= Your goal =
From the material below, pull out every line that contains the string "clicks".

### Extracted records

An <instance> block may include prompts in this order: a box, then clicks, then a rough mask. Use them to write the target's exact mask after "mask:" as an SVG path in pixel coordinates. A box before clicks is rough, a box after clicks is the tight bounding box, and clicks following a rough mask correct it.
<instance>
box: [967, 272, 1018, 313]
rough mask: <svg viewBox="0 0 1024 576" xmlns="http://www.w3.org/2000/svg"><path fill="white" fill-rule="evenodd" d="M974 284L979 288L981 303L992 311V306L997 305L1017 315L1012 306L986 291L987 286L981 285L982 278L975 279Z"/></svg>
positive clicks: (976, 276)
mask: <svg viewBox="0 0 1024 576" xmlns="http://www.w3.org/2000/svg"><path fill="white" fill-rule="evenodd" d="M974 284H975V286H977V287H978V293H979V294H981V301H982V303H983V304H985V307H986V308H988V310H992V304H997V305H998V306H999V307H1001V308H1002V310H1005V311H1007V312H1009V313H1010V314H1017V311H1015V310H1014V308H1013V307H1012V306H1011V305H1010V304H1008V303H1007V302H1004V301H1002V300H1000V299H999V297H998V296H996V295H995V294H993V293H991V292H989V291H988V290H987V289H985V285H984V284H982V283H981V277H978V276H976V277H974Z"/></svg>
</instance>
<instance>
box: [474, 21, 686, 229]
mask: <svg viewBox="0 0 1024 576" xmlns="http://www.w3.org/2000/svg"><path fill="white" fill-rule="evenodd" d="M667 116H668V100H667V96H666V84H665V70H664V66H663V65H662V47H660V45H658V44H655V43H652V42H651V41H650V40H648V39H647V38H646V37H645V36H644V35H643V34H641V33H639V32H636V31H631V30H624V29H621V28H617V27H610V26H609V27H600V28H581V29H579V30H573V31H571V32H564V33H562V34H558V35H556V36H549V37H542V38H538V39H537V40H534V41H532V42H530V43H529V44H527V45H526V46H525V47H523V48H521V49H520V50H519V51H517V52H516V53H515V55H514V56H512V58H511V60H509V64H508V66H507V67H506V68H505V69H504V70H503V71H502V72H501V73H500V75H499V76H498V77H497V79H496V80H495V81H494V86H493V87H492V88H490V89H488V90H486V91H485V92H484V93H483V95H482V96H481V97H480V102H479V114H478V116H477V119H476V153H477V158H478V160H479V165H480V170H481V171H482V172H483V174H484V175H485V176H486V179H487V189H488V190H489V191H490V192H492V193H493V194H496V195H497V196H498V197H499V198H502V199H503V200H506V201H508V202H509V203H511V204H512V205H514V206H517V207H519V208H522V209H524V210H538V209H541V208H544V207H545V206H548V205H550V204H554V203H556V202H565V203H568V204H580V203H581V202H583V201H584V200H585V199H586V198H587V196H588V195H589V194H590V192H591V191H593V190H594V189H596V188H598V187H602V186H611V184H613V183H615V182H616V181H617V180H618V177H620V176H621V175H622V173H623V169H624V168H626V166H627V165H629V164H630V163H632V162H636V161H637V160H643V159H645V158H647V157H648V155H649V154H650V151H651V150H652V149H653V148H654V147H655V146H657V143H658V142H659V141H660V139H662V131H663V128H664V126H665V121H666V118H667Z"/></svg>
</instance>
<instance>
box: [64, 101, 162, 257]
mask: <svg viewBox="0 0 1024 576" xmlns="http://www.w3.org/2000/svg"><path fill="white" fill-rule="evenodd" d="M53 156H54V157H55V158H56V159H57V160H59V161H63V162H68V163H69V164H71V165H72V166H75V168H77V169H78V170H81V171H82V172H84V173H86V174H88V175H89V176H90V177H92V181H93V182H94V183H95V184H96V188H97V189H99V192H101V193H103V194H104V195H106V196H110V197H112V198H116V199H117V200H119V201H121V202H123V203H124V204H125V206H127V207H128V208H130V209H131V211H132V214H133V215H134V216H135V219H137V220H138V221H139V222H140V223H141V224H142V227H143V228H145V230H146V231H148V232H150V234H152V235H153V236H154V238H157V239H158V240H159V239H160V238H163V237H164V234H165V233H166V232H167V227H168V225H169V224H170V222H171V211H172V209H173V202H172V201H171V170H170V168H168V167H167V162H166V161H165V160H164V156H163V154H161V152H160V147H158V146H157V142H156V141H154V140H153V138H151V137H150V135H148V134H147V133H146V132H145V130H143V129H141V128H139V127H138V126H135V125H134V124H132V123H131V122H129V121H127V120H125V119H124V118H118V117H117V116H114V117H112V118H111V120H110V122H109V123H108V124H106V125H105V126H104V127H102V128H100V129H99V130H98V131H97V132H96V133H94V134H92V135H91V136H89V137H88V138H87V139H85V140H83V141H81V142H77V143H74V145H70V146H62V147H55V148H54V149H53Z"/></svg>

######

= Solution for this task =
An <instance> block may include prompts in this order: a box, then clicks, then a rough mask. Use them to write the target's exact mask after "mask:" as an SVG path in pixel coordinates. A box before clicks is rough, a box after clicks is the tight bounding box, and clicks following a rough mask correct it.
positive clicks: (976, 276)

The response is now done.